» **Exercise details**
Give the entries again, word for word.

» **Information shown**
>>>

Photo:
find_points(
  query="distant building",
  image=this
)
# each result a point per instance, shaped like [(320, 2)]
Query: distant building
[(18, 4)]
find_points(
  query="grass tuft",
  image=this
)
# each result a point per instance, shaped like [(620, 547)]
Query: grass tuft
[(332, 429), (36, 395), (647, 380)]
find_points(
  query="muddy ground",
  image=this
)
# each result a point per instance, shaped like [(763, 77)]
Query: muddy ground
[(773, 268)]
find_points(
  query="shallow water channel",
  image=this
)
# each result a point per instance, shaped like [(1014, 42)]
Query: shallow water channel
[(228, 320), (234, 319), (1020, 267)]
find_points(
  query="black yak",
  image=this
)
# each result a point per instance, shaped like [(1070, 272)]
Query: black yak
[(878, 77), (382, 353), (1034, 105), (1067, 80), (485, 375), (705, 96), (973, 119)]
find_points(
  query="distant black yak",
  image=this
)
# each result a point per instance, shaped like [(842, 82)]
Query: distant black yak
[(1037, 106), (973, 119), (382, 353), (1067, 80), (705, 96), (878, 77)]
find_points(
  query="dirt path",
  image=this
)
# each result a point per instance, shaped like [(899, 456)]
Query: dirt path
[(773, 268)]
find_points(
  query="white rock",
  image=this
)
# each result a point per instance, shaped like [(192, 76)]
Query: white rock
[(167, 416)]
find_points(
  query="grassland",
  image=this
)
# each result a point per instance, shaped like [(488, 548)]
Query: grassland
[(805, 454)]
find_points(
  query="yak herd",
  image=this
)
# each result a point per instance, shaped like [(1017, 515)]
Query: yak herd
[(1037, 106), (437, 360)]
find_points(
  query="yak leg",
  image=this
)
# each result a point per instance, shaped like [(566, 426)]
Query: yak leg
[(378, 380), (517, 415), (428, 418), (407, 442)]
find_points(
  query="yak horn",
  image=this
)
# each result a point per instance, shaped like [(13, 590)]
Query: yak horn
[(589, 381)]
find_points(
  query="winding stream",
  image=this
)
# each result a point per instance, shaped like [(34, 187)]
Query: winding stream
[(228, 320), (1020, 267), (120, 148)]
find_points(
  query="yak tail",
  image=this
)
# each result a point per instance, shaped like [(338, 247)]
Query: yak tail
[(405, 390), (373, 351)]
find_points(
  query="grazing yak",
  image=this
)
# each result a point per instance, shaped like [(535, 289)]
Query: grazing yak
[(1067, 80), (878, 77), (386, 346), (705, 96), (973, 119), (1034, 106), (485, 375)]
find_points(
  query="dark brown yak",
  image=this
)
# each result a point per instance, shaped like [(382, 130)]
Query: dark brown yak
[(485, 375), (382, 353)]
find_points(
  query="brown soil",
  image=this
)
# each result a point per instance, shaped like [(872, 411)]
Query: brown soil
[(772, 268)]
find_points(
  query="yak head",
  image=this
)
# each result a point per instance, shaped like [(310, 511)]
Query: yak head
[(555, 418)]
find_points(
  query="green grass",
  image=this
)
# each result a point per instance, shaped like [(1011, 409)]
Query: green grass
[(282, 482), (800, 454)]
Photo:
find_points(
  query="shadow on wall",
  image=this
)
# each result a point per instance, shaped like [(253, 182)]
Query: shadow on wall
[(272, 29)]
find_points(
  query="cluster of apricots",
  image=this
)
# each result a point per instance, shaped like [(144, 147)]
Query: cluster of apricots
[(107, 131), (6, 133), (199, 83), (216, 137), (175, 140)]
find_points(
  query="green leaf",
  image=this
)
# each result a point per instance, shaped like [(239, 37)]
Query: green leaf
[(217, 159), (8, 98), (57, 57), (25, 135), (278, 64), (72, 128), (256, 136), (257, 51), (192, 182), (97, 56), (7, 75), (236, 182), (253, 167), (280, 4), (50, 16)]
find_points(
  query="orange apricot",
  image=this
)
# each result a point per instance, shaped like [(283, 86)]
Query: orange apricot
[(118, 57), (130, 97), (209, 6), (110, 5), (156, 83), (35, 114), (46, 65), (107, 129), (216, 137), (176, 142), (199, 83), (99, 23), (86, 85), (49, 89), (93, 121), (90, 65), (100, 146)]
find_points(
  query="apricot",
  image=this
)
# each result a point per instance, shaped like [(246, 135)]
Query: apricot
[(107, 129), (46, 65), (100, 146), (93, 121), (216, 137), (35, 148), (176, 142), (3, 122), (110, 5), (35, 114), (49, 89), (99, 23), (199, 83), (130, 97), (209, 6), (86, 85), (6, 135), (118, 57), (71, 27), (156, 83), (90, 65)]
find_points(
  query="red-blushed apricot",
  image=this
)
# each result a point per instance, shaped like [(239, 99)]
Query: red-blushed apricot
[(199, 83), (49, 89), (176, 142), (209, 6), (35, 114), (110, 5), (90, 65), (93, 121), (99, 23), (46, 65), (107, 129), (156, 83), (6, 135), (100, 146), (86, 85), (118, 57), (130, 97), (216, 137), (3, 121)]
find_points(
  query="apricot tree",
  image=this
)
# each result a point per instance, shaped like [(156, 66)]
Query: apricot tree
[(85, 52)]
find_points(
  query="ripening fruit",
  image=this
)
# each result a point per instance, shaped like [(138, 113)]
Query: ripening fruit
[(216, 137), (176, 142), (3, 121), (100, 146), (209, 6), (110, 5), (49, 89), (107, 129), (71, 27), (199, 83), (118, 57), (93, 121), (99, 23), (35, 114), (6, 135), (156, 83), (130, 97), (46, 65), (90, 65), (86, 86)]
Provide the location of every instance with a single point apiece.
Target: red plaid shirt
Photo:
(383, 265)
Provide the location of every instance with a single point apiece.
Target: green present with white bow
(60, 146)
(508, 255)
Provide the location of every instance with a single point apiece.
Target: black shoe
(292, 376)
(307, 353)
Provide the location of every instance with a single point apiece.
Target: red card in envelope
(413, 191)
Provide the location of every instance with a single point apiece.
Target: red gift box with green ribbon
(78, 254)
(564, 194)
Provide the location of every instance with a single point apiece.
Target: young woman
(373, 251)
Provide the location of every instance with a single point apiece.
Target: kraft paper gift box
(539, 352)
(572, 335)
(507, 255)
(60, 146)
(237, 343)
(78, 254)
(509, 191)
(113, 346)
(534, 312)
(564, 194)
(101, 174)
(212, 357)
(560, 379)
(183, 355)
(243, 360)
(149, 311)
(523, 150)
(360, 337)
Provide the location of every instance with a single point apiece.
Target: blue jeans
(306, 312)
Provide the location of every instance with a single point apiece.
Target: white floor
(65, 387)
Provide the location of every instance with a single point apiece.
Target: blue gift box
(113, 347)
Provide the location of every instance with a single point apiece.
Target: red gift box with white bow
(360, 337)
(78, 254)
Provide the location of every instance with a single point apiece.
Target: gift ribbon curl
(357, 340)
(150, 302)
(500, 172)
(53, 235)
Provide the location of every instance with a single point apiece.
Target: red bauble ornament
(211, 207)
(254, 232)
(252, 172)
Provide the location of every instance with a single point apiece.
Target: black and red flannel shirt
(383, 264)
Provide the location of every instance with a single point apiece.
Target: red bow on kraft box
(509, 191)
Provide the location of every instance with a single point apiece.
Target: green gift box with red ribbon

<<<

» **Complete answer**
Photo:
find_points(
  query="distant building",
  image=this
)
# each result a point per instance, shaped like [(320, 2)]
Query: distant building
[(18, 4)]
find_points(
  query="grass tuft",
  image=this
)
# each result a point per instance, shaped like [(620, 547)]
Query: grass tuft
[(332, 429), (36, 395), (647, 380)]
find_points(
  query="muddy ground",
  image=this
)
# each result a point per instance, shaped like [(763, 77)]
Query: muddy ground
[(773, 268)]
find_points(
  query="shallow water channel",
  image=this
)
# each result a point per instance, shaped like [(1014, 42)]
Query: shallow water channel
[(228, 320), (234, 319), (1020, 267)]
find_points(
  query="black yak",
  image=this
)
# each result a point per instance, shaped like [(1070, 272)]
Query: black yak
[(878, 77), (382, 353), (1034, 105), (1067, 80), (485, 375), (705, 96), (973, 119)]
find_points(
  query="distant black yak",
  image=this
)
# each result a point per instance, shaped like [(842, 82)]
Query: distant black yak
[(1037, 106), (973, 119), (382, 353), (1067, 80), (705, 96), (878, 77)]
find_points(
  query="dirt path",
  image=this
)
# each result a point per instance, shaped like [(899, 456)]
Query: dirt path
[(773, 268)]
find_points(
  query="white rock",
  image=this
)
# each result a point per instance, shaped like [(192, 76)]
Query: white rock
[(167, 416)]
find_points(
  query="grassland",
  image=this
)
# each result a point per instance, shaped like [(488, 548)]
Query: grassland
[(805, 454)]
find_points(
  query="yak herd",
  image=this
)
# each result a point per instance, shaped like [(1017, 515)]
Query: yak herd
[(1037, 106), (437, 360)]
find_points(
  query="yak leg",
  image=this
)
# each result a point per instance, shaped like [(566, 426)]
Query: yak leg
[(378, 380), (517, 415), (428, 418), (407, 442)]
find_points(
  query="yak horn",
  image=this
)
# each result a point per instance, shaped like [(13, 590)]
Query: yak horn
[(589, 381)]
find_points(
  query="winding stream",
  image=this
)
# each result a point per instance, shaped like [(34, 187)]
Query: winding stream
[(228, 320), (1020, 267), (120, 148)]
find_points(
  query="yak tail",
  image=this
)
# each result a point per instance, shaped like [(338, 247)]
Query: yak tail
[(405, 390), (373, 351)]
find_points(
  query="grazing yak",
  image=this
)
# each result a point per instance, shaped like [(535, 289)]
Query: grazing yak
[(1067, 80), (878, 77), (386, 346), (705, 96), (973, 119), (1034, 106), (485, 375)]
find_points(
  query="dark brown yak",
  image=this
)
# each result a point per instance, shaped like [(382, 130)]
Query: dark brown yak
[(485, 375), (382, 353)]
find_points(
  query="brown soil",
  image=this
)
# each result a point per instance, shaped like [(872, 411)]
Query: brown soil
[(772, 268)]
find_points(
  query="yak head",
  image=this
)
# each result a point per instance, shaped like [(310, 511)]
Query: yak head
[(555, 418)]
find_points(
  query="green grass",
  image=this
)
# each result a point per instance, shaped like [(1011, 409)]
Query: green grass
[(282, 482), (800, 454)]
Photo:
find_points(
  query="shadow on wall",
  image=this
)
# each result a point per instance, shaped like [(253, 182)]
Query: shadow on wall
[(272, 29)]
find_points(
  query="cluster of apricots",
  image=this
)
# each result a point per instance, shaped like [(144, 147)]
Query: cluster of apricots
[(107, 131), (6, 133), (199, 83), (216, 137), (175, 140)]
find_points(
  query="green leaf",
  image=this
)
# each result a point per instance, shaped like [(239, 37)]
Query: green leaf
[(217, 159), (8, 98), (57, 57), (25, 135), (278, 64), (72, 128), (256, 136), (257, 51), (192, 182), (97, 56), (7, 75), (236, 182), (253, 167), (280, 4), (50, 16)]
find_points(
  query="orange apricot",
  image=this
)
# each result a point per instance, shaped like [(283, 86)]
Query: orange apricot
[(118, 57), (130, 97), (209, 6), (110, 5), (156, 83), (35, 114), (46, 65), (107, 129), (216, 137), (176, 142), (199, 83), (99, 23), (86, 85), (49, 89), (93, 121), (90, 65), (100, 146)]
find_points(
  query="apricot",
  image=this
)
# each result a point per instance, shaped like [(246, 135)]
Query: apricot
[(107, 129), (46, 65), (100, 146), (93, 121), (216, 137), (35, 148), (176, 142), (3, 122), (110, 5), (35, 114), (49, 89), (99, 23), (199, 83), (130, 97), (209, 6), (86, 85), (6, 135), (118, 57), (71, 27), (156, 83), (90, 65)]
find_points(
  query="red-blushed apricot",
  image=this
)
# each result a point per instance, shaped like [(239, 99)]
Query: red-blushed apricot
[(199, 83), (49, 89), (176, 142), (209, 6), (35, 114), (110, 5), (90, 65), (93, 121), (99, 23), (46, 65), (107, 129), (156, 83), (6, 135), (100, 146), (86, 85), (118, 57), (130, 97), (216, 137), (3, 121)]
find_points(
  query="apricot tree",
  image=this
)
# each result a point per instance, shaped like [(156, 66)]
Query: apricot tree
[(85, 52)]
find_points(
  query="ripening fruit",
  image=this
)
# each result a point per instance, shaped like [(138, 113)]
Query: ripening fruit
[(216, 137), (176, 142), (3, 121), (100, 146), (209, 6), (110, 5), (49, 89), (107, 129), (71, 27), (199, 83), (118, 57), (93, 121), (99, 23), (35, 114), (6, 135), (156, 83), (130, 97), (46, 65), (90, 65), (86, 86)]
Provide the location of every instance with a single point apiece.
Target: red plaid shirt
Photo:
(383, 265)
Provide the location of every instance with a single point apiece.
Target: green present with white bow
(60, 146)
(508, 255)
Provide the location of every instance with a single point apiece.
Target: black shoe
(292, 376)
(307, 353)
Provide the location of every instance with a single point apiece.
Target: red card in envelope
(413, 191)
Provide the location of every instance with a single point apiece.
Target: red gift box with green ribbon
(78, 254)
(564, 194)
Provide the location of every instance with a single point apiece.
Target: young woman
(373, 251)
Provide the location of every instance with a single point apiece.
Target: kraft paper gift box
(539, 352)
(572, 335)
(507, 255)
(60, 146)
(237, 343)
(78, 254)
(509, 191)
(113, 346)
(534, 312)
(564, 194)
(101, 174)
(212, 357)
(560, 379)
(183, 355)
(243, 360)
(149, 311)
(523, 150)
(360, 337)
Provide the location of every instance with a single point apiece.
Target: blue jeans
(306, 312)
Provide the location of every instance with a single point apiece.
Target: white floor
(65, 387)
Provide the location of every instance with a single point apiece.
Target: blue gift box
(113, 347)
Provide the location of every instance with a single point apiece.
Target: red gift box with white bow
(360, 337)
(78, 254)
Provide the location of every instance with a single point apiece.
Target: gift ribbon curl
(357, 340)
(150, 302)
(500, 172)
(53, 235)
Provide the location of every instance with a single point apiece.
Target: red bauble ornament
(211, 207)
(254, 232)
(252, 172)
Provide the location of every instance with a single point apiece.
Target: black and red flannel shirt
(383, 264)
Provide the location of every instance with a single point apiece.
Target: red bow on kraft box
(509, 191)
Provide the location of every instance with a single point apiece.
Target: green gift box with red ribbon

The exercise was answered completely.